» **ПРЕДЛОЖЕННЫЙ ОТРЫВОК**
------------------------------------------------------------------------

Дневник писателя

Женщина против женщины


Русская религиозная традиция и проблемы феминизма


Русская религиозная традиция отводила женщине роль и место в миропорядке, строго соответствующие той первоначальной установке, которая была определена в “Книге Бытия”.

Как известно, Господь Бог, сотворив Адама, решил, что “нехорошо быть человеку одному”, надобен ему “помощник”. Потому сотворил Он из ребра Адамова Еву, и назвал ее Адам женою.

Этот библейский рассказ, не ставя под сомнение равноценность мужчины и женщины, выявляет их онтологическую неравнозначность, разность их чина и служения, метафизическую подчиненность женщины — мужчине. Но не так же ль разнятся во Вселенной судьбы звезд и народов? Общим у них остается основное движение к полноте и совершенству, и пол как частное выражение этого стремления находит в сознательной и инстинктивной человеческой жизни и свой смысл, и свою цель.

------------------------------------------------------------------------

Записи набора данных
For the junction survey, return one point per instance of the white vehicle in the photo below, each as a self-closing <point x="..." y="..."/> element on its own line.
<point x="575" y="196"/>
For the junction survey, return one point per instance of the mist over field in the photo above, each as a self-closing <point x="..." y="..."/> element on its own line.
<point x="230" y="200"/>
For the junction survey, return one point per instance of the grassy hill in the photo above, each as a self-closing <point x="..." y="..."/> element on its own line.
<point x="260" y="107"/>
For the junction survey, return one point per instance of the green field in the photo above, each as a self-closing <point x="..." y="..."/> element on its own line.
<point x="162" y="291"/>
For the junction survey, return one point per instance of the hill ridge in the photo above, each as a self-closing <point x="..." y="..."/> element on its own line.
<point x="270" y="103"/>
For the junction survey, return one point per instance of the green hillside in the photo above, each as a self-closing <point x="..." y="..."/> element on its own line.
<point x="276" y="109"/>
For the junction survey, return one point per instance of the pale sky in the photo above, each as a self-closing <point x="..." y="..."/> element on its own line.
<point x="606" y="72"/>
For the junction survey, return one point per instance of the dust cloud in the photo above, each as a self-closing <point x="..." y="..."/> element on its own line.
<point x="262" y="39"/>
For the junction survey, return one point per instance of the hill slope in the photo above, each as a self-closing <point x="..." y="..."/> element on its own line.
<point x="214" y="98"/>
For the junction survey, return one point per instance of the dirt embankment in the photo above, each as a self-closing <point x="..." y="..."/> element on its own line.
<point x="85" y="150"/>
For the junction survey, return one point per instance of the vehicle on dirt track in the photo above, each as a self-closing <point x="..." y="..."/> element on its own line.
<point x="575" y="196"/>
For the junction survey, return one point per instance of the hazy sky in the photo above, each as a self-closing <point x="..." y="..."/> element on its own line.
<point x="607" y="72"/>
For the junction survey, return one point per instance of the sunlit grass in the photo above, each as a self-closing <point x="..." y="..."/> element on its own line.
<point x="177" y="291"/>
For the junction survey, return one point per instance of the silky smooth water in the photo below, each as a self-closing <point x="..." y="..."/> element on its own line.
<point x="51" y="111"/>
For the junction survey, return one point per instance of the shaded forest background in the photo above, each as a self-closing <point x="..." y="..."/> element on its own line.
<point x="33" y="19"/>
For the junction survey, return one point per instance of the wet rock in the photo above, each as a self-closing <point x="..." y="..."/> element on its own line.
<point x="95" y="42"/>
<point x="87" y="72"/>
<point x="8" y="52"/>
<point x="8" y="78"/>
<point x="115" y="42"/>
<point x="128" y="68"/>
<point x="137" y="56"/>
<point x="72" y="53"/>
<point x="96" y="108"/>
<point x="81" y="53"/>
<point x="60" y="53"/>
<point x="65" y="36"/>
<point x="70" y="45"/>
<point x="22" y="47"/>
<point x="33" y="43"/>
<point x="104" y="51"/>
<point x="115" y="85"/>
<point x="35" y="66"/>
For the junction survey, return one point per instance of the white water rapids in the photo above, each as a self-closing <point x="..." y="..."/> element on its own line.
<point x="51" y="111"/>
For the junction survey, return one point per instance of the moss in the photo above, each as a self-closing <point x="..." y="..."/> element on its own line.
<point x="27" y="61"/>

------------------------------------------------------------------------

» **ЗАДАНИЕ 1**
Из чего Господь сотворил Еву, как сказано в отрывке о русской религиозной традиции?
» **ЗАДАНИЕ 2**
Перечислите всё, что, согласно отрывку о русской религиозной традиции, выявляет библейский рассказ о мужчине и женщине.
» **ЗАДАНИЕ 3**
Продолжите отрывок о русской религиозной традиции и проблемах феминизма, начав сразу после его последнего предложения.

» **ОТВЕТ 1**
Из ребра Адама.

» **ОТВЕТ 2**
Онтологическую неравнозначность мужчины и женщины, разность их чина и служения, метафизическую подчиненность женщины мужчине.

» **ОТВЕТ 3**
Недаром героини русских сказок – будь то Василиса Прекрасная или Царевна Лягушка (как, впрочем, и булгаковская Маргарита), совершают ряд неслыханных подвигов и чудес не ради себя самих, а исключительно ради спасения или прославления своего мужа – действительного или потенциального.

И если для русского сказочного богатыря еще возможны, помимо освобождения красавицы или завоевания ее холодного сердца, какие-то иные варианты и ценности, ради которых он отправляется на битвы и подвиги, то для женщины мотивы ее героизма однозначны. Однако лишь в том случае волшебная красавица взваливает на себя бремя мужественности и доблести, когда мужчине оно становится по каким-то причинам не под силу. Здесь мужчина и женщина выступают как сообщники, и недостаток чего-либо у одного (сообразительности, ума, силы, чудотворения) покрывается избытком того же у другого.

Но и свои сверхъестественные способности женщина получает лишь в экстремальной ситуации. Эта экстремальность и позволяет ей встать наравне с мужчиной. Как только сказочная жизнь “налаживается” и наступает быт, заканчивается и сама сказка, прекращается волшебство, и женщина занимает подобающее ей место.

Религиозная транскрипция этих положений может быть найдена у апостола Павла в одном из его Посланий; он пишет, что “во Христе не будет ни иудея, ни язычника, ни раба, ни свободного, ни мужского пола, ни женского”.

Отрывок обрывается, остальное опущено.